**Short task a**
Can you copy the stretch of the insider trading article from "The commission alleges" through "Iron Mines Corp." word for word?

Ontario’s stock market watchdog has unveiled a sweeping insider trading case involving one of Canada’s most prominent mining executives and an employee at a leading independent Bay Street firm.
The sprawling set of allegations announced on Tuesday includes a charge that Goldcorp Inc. chairman Ian Telfer helped disguise ownership of some shares to assist an old friend who is now at the centre of an insider trading and tipping scheme. The Ontario Securities Commission has accused Mr. Telfer, whose Vancouver-based company is one of the world’s largest gold producers, of acting against the public interest. Mr. Telfer dismissed the allegations against him as “grasping at straws.”
The regulator’s case is focused on Eda Marie Agueci, executive assistant to the chairman of brokerage firm GMP Securities LP, who is alleged to have used her position at the firm to learn about forthcoming corporate deals. The OSC alleges Ms. Agueci set up brokerage accounts to trade on the information before it was made public, and tipped a network of friends, relatives and business contacts about the deals so they could also buy shares.
The commission alleges the trading scheme yielded profits of $962,000 for eight people involved in buying shares, making the case the second major insider trading matter the OSC has launched in recent months. In January, it accused Jowdat Waheed, former chief executive officer of Sherritt International Corp., of illegal insider trading, alleging he and partner Bruce Walter profited from insider information during the prolonged takeover battle for Baffinland Iron Mines Corp.

**Short task b**
In every entry below, can you change "even-odd" to "nonzero" and leave everything else in the entries unchanged?

**Information supplied**
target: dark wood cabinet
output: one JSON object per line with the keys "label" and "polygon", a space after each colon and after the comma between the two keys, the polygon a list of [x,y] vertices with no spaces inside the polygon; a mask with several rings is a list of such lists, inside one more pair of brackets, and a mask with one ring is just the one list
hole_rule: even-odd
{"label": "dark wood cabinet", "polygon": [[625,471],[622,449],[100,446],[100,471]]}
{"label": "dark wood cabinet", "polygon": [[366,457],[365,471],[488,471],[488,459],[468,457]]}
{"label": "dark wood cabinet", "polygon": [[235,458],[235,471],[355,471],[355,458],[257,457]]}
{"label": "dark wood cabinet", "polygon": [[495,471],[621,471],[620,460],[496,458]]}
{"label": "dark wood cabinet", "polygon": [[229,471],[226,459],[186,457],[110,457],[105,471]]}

**Correct response a**
The commission alleges the trading scheme yielded profits of $962,000 for eight people involved in buying shares, making the case the second major insider trading matter the OSC has launched in recent months. In January, it accused Jowdat Waheed, former chief executive officer of Sherritt International Corp., of illegal insider trading, alleging he and partner Bruce Walter profited from insider information during the prolonged takeover battle for Baffinland Iron Mines Corp.

**Correct response b**
target: dark wood cabinet
output: one JSON object per line with the keys "label" and "polygon", a space after each colon and after the comma between the two keys, the polygon a list of [x,y] vertices with no spaces inside the polygon; a mask with several rings is a list of such lists, inside one more pair of brackets, and a mask with one ring is just the one list
hole_rule: nonzero
{"label": "dark wood cabinet", "polygon": [[625,471],[622,449],[100,446],[100,471]]}
{"label": "dark wood cabinet", "polygon": [[366,457],[365,471],[488,471],[488,459],[468,457]]}
{"label": "dark wood cabinet", "polygon": [[235,458],[235,471],[355,471],[355,458],[257,457]]}
{"label": "dark wood cabinet", "polygon": [[495,471],[621,471],[620,460],[496,458]]}
{"label": "dark wood cabinet", "polygon": [[229,471],[226,459],[186,457],[110,457],[105,471]]}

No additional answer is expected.